▶ _Directive_: Rewrite the lines below as a two-column CSV with the headers input and output. Give one row for each stretch of text and the answer that follows it, with each field quoted and line breaks turned into spaces.

▶ _Stored data_:

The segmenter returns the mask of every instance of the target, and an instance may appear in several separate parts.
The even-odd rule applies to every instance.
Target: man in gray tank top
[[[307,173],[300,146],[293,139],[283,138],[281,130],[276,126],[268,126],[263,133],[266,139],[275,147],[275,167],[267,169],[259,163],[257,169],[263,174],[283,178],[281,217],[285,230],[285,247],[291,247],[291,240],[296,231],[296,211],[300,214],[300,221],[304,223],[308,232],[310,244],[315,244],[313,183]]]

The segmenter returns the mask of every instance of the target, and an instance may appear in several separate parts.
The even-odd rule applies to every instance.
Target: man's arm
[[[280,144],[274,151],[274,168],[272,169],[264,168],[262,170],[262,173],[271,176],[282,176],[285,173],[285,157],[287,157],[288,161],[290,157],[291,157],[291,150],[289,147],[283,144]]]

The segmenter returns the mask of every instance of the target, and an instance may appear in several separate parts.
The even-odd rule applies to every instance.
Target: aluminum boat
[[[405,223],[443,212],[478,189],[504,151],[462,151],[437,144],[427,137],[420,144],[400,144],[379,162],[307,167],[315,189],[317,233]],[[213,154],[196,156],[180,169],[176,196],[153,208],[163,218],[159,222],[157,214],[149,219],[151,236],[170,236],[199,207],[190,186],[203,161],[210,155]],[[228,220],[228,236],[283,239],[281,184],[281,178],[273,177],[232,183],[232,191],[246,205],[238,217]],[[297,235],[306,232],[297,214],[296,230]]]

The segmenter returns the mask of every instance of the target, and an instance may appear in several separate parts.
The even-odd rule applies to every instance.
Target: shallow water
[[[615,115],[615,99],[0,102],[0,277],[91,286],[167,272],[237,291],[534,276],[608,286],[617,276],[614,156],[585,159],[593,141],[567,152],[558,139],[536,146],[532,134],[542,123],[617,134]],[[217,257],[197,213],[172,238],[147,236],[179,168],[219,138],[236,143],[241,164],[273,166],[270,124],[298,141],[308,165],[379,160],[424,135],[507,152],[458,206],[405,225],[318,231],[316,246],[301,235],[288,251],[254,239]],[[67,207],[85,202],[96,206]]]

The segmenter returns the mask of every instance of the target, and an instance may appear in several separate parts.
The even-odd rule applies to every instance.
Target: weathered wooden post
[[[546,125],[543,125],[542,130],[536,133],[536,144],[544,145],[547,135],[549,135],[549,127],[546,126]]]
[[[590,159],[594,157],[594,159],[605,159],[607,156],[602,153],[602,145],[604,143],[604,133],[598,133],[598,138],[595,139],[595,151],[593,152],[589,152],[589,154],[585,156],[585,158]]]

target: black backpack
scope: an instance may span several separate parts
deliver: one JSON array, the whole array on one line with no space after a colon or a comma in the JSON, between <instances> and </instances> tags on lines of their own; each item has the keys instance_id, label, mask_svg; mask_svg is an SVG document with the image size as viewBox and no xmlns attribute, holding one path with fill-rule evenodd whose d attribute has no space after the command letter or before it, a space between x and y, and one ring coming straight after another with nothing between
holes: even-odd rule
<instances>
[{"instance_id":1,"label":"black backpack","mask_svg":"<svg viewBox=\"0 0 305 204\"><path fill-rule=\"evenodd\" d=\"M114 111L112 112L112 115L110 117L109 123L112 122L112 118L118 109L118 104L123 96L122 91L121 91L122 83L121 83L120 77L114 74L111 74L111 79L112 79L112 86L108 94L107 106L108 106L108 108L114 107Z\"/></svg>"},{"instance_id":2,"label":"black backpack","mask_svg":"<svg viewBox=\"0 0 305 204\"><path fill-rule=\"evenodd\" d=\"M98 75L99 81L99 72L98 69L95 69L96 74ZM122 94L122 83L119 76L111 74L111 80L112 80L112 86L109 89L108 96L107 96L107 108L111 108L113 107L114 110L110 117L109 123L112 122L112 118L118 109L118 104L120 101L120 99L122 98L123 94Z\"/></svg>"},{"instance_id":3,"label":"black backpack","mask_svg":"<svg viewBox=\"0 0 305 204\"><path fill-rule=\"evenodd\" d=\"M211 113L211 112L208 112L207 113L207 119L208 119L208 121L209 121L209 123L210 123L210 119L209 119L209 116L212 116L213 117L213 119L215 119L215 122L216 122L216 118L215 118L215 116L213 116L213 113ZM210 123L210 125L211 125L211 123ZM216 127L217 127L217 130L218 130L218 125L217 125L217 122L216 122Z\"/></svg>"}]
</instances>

▶ _Written answer_:
input,output
"The segmenter returns the mask of every instance of the target, and an instance may appear in several separate parts. The even-odd rule applies to every instance. Target: man in gray tank top","[[[307,173],[300,146],[293,139],[283,138],[281,130],[276,126],[268,126],[263,133],[266,139],[275,147],[275,167],[267,169],[259,163],[257,169],[263,174],[283,178],[281,217],[285,230],[285,247],[291,247],[291,240],[296,231],[296,211],[300,214],[300,221],[304,223],[308,232],[310,244],[315,244],[313,183]]]"
"The segmenter returns the mask of every instance of the target, and an instance may appear in several separate parts. The even-odd rule applies to every instance. Target: man's arm","[[[280,144],[274,151],[274,168],[272,169],[264,168],[262,170],[262,173],[271,176],[282,176],[285,173],[285,157],[287,157],[288,161],[290,157],[291,157],[291,150],[289,147],[283,144]]]"
"The segmenter returns the mask of every instance of the target, and an instance may appear in several separate parts. The even-odd rule applies to every instance. Target: aluminum boat","[[[405,223],[443,212],[478,189],[504,151],[462,151],[437,144],[427,137],[420,144],[400,144],[379,162],[307,167],[315,189],[317,233]],[[213,154],[196,156],[180,169],[176,196],[153,208],[163,218],[159,222],[157,214],[149,219],[151,236],[170,236],[199,207],[190,186],[203,161],[210,155]],[[228,220],[228,236],[283,239],[281,184],[281,178],[273,177],[232,183],[232,191],[246,205],[238,217]],[[297,235],[306,232],[297,214],[296,230]]]"
"The segmenter returns the mask of every instance of the target, and an instance may appear in several separate parts. The even-odd rule applies to every instance. Target: shallow water","[[[615,115],[615,99],[0,102],[0,277],[91,286],[167,272],[237,291],[534,276],[608,286],[617,276],[614,156],[585,159],[593,141],[567,152],[558,139],[536,146],[532,134],[542,123],[617,134]],[[217,257],[197,213],[172,238],[147,236],[179,168],[219,138],[236,143],[241,164],[273,166],[270,124],[298,141],[308,165],[379,160],[424,135],[507,152],[458,206],[405,225],[318,231],[316,246],[301,235],[288,251],[254,239]],[[67,207],[85,202],[96,206]]]"
"The segmenter returns the mask of every instance of the target, and an instance may appear in several separate parts. The even-odd rule applies to every instance. Target: weathered wooden post","[[[546,125],[543,125],[542,130],[536,133],[536,144],[544,145],[547,135],[549,135],[549,127],[546,126]]] [[[590,159],[594,157],[594,159],[605,159],[607,156],[602,153],[602,145],[604,143],[604,133],[598,133],[598,138],[595,139],[595,151],[593,152],[589,152],[589,154],[585,156],[585,158]]]"
"target: black backpack scope: an instance may span several separate parts deliver: one JSON array, the whole array on one line with no space after a colon or a comma in the JSON, between <instances> and </instances> tags on lines of their own; each item has the keys instance_id, label, mask_svg; mask_svg is an SVG document with the image size as viewBox and no xmlns attribute, holding one path with fill-rule evenodd whose d attribute has no space after the command letter or before it, a space between x and y, and one ring coming straight after another with nothing between holes: even-odd rule","<instances> [{""instance_id"":1,""label"":""black backpack"",""mask_svg"":""<svg viewBox=\""0 0 305 204\""><path fill-rule=\""evenodd\"" d=\""M114 111L112 112L112 115L110 117L109 123L112 122L112 118L118 109L118 104L123 96L122 91L121 91L122 83L121 83L120 77L114 74L111 74L111 79L112 79L112 86L108 94L107 106L108 106L108 108L114 107Z\""/></svg>""},{""instance_id"":2,""label"":""black backpack"",""mask_svg"":""<svg viewBox=\""0 0 305 204\""><path fill-rule=\""evenodd\"" d=\""M98 75L99 81L99 72L98 69L95 69L96 74ZM122 94L122 83L119 76L111 74L111 80L112 80L112 86L109 89L108 96L107 96L107 108L111 108L113 107L114 110L110 117L109 123L112 122L112 118L118 109L118 104L120 101L120 99L122 98L123 94Z\""/></svg>""},{""instance_id"":3,""label"":""black backpack"",""mask_svg"":""<svg viewBox=\""0 0 305 204\""><path fill-rule=\""evenodd\"" d=\""M211 113L211 112L208 112L207 113L207 119L208 119L208 121L209 121L209 123L210 123L210 119L209 119L209 116L212 116L213 117L213 119L215 119L215 122L216 122L216 118L215 118L215 116L213 116L213 113ZM210 123L210 125L211 125L211 123ZM216 127L217 127L217 130L218 130L218 125L217 125L217 122L216 122Z\""/></svg>""}] </instances>"